[Brief 1]: Using the forum thread excerpt on migrating phpBB to Discourse, explain why the site_prefix setting in the import settings is needed.
[Brief 2]: In the forum thread excerpt on migrating phpBB to Discourse, which phpBB version did the poster freshly install for the test import, and on what database?

I’m fairly certain that those worked properly on a phpbb3 import I did in the past month.

1 Like

i haven’t figured out the last problem yet, but here’s another question.

i notice that after the import finishes and you start the app container, my still existing phpbb server gets hammered really hard. i think this is during the sidekiq post processing phase.

phpbb still exists at www.example.com, and discourse is at dc.example.com

i’m trying to understand what’s actually happening, what settings make sense during this test migration, and what settings will make sense for the final migration. and if i need to have phpbb running for that sidekiq post processing. asking because i have no idea what happens in the post processing.

some possibly relevant settings in my current settings.yml:

import:
  # Set this if you import multiple phpBB forums into a single Discourse forum.
  site_name:
  site_prefix:
    # this is needed for rewriting internal links in posts
    original: example.com    # without http(s)://
    new: https://dc.example.com       # with http:// or https://

if there’s other stuff you need to look at, please lmk.

another thing i’m not clear on is www subdomain. i currently redirect to www with nginx for phpbb. so in the example above, does it matter if i put original: example.com vs original: www.example.com? similar question for new when i do the final migration. my users would actually access discourse from www.example.com, but idk what the best practice is.

1 Like

something is indeed wrong with the quote parsing.

i just tried importing a freshly-installed phpBB 3.2.8 (installed on mariadb)

quote attribution is broken – the username field is blank in the imported quotes, but everything else is legit

discourse screenshot of imported post:

image

discourse imported post:

[quote=", post:4, topic:12"]
[quote=", post:3, topic:12"]
[quote=", post:2, topic:12"]
msg 1
[/quote]

second
[/quote]

third
[/quote]

fourth

original phpbb post:

MariaDB [phpbb]> select post_text from phpbb_posts where post_id=5;
...

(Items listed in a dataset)
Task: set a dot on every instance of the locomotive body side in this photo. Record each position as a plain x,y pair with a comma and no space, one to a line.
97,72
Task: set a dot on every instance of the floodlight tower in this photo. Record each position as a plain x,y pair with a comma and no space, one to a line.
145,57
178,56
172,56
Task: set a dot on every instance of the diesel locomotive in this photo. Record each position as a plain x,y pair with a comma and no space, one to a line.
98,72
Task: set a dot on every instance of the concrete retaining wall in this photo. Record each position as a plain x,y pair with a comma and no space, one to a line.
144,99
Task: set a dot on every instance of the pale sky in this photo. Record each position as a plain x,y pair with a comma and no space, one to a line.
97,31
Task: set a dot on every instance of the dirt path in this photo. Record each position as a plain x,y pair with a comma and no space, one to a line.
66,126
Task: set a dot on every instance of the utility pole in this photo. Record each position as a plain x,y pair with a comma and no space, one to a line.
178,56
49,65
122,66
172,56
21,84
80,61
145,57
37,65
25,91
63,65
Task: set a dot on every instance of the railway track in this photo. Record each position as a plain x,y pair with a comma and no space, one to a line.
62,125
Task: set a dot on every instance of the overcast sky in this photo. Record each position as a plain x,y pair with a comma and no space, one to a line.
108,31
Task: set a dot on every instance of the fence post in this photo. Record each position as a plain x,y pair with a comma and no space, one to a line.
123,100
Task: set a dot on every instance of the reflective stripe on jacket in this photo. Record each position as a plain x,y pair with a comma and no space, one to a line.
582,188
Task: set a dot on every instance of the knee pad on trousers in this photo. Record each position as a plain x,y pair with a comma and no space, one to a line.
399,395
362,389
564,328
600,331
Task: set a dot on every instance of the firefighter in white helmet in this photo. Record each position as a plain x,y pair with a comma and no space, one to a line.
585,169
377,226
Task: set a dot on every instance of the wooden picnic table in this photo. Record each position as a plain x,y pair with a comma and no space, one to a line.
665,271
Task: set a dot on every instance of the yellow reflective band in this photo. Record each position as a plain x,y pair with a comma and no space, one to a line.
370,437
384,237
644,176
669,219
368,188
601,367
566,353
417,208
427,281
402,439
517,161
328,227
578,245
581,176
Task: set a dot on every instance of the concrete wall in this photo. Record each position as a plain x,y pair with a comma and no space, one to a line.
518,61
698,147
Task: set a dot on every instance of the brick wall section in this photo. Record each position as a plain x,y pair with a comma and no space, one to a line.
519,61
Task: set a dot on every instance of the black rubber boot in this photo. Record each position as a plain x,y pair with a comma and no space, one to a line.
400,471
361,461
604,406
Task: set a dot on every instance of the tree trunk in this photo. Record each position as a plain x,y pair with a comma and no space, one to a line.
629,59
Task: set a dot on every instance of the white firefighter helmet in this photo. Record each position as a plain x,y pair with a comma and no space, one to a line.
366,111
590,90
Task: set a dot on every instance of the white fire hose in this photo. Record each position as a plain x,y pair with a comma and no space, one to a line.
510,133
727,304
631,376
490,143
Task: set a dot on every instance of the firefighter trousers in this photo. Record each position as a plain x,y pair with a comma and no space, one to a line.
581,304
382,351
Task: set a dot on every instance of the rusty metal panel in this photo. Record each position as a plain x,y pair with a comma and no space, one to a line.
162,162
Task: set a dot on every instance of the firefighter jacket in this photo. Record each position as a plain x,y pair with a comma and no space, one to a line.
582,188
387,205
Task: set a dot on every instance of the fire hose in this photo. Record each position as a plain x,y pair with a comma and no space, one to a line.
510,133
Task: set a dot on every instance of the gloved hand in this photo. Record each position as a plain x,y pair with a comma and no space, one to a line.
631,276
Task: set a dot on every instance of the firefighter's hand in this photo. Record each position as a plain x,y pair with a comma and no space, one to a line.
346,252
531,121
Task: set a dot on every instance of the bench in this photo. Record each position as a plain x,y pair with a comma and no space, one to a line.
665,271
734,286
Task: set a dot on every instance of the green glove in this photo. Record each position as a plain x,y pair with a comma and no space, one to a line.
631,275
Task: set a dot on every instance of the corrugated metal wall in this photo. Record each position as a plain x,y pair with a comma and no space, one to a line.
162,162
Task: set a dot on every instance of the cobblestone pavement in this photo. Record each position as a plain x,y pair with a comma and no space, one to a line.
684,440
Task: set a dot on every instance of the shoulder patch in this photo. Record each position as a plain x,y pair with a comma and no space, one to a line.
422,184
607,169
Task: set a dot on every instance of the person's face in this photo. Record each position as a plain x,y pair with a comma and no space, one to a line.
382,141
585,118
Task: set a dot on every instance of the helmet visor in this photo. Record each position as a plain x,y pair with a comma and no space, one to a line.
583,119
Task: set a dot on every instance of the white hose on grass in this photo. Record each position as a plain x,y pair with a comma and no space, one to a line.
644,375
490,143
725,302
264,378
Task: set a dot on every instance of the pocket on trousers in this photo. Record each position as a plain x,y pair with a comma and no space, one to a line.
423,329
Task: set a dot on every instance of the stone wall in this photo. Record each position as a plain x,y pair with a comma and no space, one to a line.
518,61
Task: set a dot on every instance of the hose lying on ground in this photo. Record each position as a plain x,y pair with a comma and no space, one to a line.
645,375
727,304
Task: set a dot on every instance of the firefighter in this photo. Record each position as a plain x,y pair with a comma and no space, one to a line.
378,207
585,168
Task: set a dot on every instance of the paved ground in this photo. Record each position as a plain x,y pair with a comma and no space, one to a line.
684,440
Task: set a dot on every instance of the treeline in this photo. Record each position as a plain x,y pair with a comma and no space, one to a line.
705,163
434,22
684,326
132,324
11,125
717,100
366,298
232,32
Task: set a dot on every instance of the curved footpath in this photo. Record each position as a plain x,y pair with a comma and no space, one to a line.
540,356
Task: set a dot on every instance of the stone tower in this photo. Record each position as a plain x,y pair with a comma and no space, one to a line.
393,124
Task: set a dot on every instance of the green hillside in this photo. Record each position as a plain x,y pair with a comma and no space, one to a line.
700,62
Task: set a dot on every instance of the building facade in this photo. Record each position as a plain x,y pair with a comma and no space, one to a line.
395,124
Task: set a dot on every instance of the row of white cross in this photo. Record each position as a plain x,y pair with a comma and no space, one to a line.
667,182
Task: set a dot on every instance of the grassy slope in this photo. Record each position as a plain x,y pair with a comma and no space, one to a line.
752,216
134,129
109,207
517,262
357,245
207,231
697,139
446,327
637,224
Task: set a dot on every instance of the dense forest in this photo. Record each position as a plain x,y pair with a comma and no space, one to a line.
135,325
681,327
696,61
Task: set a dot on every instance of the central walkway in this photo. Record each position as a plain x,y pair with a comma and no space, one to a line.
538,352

* * *

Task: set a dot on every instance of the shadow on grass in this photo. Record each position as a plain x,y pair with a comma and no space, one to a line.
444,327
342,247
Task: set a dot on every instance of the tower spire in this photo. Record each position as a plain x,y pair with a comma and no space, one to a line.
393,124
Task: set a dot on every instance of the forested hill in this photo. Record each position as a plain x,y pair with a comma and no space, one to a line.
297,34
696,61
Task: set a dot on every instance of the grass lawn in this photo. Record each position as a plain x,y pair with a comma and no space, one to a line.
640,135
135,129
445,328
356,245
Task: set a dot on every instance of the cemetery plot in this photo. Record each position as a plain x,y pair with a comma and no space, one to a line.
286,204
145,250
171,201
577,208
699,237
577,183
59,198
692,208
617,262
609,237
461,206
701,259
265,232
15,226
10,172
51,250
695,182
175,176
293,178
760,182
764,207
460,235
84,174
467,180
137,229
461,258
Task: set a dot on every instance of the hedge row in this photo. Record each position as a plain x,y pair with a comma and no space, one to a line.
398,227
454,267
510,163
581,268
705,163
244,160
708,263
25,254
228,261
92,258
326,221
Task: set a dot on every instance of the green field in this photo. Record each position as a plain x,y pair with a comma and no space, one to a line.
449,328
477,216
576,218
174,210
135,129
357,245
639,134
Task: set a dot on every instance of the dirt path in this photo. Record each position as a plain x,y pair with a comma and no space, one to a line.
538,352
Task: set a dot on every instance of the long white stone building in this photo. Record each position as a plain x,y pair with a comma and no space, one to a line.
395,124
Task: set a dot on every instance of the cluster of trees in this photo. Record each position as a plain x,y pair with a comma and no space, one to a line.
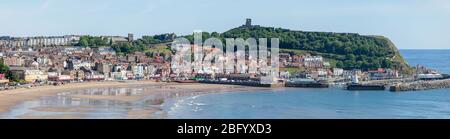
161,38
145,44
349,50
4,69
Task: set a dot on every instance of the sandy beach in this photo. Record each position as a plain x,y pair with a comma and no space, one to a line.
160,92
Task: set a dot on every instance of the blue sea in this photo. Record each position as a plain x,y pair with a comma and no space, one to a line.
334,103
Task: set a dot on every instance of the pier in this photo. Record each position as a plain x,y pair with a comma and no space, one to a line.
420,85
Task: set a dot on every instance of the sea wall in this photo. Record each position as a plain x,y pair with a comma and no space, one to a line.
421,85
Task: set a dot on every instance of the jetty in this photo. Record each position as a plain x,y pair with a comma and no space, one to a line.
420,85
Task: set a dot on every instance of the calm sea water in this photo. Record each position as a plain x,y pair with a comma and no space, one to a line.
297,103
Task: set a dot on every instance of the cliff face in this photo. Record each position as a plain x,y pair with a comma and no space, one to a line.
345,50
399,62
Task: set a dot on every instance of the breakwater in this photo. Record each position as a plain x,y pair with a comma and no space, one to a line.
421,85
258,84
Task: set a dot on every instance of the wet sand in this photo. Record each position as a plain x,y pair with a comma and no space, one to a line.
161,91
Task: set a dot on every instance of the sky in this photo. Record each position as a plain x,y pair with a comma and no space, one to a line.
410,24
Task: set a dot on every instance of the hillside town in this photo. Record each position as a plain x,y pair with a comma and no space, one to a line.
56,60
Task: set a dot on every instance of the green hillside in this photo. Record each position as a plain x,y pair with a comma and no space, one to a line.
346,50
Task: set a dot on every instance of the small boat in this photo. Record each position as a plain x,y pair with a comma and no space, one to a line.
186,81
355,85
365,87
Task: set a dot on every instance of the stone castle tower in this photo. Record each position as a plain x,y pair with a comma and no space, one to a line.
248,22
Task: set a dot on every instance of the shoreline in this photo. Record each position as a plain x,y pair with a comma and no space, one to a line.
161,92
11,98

--

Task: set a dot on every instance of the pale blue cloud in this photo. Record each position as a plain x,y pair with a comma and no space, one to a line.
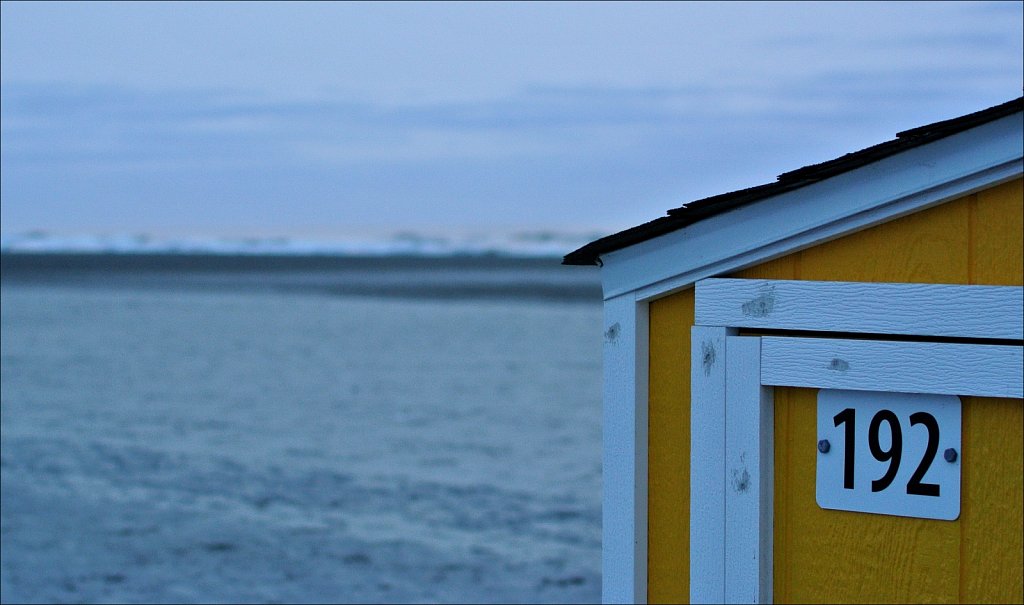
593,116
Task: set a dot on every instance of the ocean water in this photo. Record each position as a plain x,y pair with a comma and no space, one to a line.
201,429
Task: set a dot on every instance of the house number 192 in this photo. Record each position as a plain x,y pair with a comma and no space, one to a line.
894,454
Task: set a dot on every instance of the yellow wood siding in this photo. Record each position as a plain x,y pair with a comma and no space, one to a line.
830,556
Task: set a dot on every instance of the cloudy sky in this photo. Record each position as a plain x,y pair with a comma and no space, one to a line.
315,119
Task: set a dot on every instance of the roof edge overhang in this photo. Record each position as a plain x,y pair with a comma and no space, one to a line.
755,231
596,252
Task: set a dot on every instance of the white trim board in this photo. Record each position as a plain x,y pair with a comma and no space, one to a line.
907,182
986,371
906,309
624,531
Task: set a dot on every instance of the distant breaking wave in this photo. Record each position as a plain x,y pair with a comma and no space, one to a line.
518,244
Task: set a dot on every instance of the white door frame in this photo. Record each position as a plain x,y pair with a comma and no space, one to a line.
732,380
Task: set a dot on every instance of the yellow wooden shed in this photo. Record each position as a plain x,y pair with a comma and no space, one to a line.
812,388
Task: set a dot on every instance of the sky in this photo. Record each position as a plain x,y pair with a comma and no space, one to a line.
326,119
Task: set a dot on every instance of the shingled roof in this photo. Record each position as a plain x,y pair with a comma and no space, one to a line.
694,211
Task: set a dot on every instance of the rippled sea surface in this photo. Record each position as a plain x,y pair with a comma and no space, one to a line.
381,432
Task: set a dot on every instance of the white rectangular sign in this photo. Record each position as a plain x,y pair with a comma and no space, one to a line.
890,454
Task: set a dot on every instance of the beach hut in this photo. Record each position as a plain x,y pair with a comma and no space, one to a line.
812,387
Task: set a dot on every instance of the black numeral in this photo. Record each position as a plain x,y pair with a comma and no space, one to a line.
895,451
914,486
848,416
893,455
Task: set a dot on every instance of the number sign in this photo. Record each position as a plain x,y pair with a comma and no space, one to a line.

[Worked solution 1]: The site_prefix setting is needed for rewriting internal links in posts. Its "original" value takes the old domain without http(s)://, and its "new" value takes the Discourse address with http:// or https://.

[Worked solution 2]: phpBB 3.2.8, installed on MariaDB.